What is required: Lines before the one containing "Point to the cabinet" are excluded. Repeat that line and every line after it, exactly.

Point-based annotation data
** start **

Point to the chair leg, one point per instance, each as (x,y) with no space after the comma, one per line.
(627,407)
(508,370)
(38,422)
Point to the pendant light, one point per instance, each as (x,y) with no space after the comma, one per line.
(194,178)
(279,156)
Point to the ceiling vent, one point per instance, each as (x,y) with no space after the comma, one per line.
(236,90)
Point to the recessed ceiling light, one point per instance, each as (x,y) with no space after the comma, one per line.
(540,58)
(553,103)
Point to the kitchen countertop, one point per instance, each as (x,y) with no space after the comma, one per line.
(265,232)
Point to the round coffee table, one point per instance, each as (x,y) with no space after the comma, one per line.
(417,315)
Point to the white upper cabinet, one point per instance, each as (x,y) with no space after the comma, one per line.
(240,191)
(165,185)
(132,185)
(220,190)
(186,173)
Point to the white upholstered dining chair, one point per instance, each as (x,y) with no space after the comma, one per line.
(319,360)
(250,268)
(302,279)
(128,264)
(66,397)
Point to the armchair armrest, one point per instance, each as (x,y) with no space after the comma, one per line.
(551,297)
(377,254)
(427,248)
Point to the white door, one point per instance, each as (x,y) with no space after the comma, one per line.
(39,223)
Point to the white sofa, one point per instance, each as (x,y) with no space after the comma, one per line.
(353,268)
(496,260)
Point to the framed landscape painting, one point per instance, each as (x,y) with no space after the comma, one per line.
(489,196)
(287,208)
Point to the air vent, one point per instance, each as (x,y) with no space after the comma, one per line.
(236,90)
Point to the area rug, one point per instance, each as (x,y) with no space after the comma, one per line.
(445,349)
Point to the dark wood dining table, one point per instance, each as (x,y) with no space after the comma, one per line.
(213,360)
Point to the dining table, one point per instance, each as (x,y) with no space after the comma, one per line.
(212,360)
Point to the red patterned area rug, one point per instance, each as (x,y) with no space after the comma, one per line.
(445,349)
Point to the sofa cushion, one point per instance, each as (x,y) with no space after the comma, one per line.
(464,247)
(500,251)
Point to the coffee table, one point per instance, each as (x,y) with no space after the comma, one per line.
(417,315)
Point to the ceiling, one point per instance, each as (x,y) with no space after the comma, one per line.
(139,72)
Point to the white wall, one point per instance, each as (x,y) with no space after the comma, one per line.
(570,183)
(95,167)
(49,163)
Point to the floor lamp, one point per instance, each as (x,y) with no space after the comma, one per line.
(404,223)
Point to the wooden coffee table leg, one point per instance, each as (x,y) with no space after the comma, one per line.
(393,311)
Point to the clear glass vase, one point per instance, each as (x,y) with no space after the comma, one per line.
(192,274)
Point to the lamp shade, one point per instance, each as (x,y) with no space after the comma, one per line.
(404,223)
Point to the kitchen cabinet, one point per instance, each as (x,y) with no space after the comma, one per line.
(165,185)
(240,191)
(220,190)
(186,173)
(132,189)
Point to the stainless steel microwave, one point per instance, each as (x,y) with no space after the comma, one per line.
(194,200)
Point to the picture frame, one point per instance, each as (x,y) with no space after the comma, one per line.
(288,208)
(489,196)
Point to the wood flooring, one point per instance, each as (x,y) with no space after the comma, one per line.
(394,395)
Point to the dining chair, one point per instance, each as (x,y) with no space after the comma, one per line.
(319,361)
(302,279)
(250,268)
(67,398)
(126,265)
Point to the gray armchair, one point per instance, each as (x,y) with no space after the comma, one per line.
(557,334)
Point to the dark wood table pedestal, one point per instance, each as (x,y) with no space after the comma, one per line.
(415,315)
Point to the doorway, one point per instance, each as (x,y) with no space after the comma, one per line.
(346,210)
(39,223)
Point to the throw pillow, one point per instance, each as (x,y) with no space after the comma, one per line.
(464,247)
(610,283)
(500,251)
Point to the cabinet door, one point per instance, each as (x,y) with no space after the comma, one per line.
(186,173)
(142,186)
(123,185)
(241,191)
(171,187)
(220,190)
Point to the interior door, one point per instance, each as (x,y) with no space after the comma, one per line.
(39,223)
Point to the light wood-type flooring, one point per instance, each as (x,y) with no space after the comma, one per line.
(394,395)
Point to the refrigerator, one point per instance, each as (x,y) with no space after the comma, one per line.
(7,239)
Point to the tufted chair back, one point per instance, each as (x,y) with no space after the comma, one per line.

** end **

Answer below:
Point to the cabinet door, one point per instance, each as (x,y) with no space after the comma, one per line.
(186,173)
(142,186)
(123,185)
(241,191)
(171,187)
(220,190)
Point to the interior door, one point per instance, each as (x,y) with no space after the comma, one per line.
(39,223)
Point to the light wood-type flooring, one point per instance, each as (x,y) with no space after the comma, one per line.
(394,395)
Point to the refrigerator, one point per instance, each as (x,y) with no space after the comma, one per line.
(7,239)
Point to the tufted chair back, one point per instance, each as (x,y) with no space after the comma, one per line.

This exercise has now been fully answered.